Задание — Перепишите без изменений строки ниже, начиная со строки с «Target: bird's wing» и до последней строки включительно.

Исходные данные —
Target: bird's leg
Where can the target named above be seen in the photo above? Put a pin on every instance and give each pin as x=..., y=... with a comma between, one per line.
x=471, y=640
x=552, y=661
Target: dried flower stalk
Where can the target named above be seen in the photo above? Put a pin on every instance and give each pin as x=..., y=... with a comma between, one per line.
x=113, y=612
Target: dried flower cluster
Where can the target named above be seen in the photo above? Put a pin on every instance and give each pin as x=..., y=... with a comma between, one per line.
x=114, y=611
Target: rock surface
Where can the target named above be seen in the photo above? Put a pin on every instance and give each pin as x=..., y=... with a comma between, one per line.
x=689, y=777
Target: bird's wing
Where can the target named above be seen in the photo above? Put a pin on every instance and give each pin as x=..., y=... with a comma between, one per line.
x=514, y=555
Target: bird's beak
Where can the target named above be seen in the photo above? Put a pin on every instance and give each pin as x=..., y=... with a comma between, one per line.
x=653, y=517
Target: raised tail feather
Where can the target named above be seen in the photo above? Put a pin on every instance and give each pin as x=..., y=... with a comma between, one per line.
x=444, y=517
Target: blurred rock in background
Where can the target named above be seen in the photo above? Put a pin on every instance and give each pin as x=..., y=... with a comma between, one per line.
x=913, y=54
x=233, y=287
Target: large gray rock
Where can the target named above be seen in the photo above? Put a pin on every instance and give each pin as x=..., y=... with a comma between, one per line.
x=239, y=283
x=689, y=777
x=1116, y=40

Письменный ответ —
Target: bird's wing
Where can the target named above be seen in the photo above? Put a pin on every instance and give each pin as x=..., y=... with a comma between, one per line.
x=514, y=555
Target: bird's beak
Where can the target named above be seen in the photo above? Put a pin on every instance and give each pin as x=..., y=... with a comma between, one per line.
x=653, y=517
Target: raised tail feather
Where can the target named above be seen in the photo above? Put a pin on every instance and give each pin as x=..., y=... with a comma between, one per line.
x=444, y=517
Target: blurred rock in background
Where can the target named above be seen in the photo above? Put a pin on every instance and give each pin as x=..., y=... with a comma between, one per line.
x=913, y=54
x=233, y=287
Target: large gray rock
Where can the target named above be seen in the photo above? Put a pin on every instance and give each pin as x=..., y=... with a comma between, one per line.
x=239, y=283
x=689, y=777
x=1116, y=40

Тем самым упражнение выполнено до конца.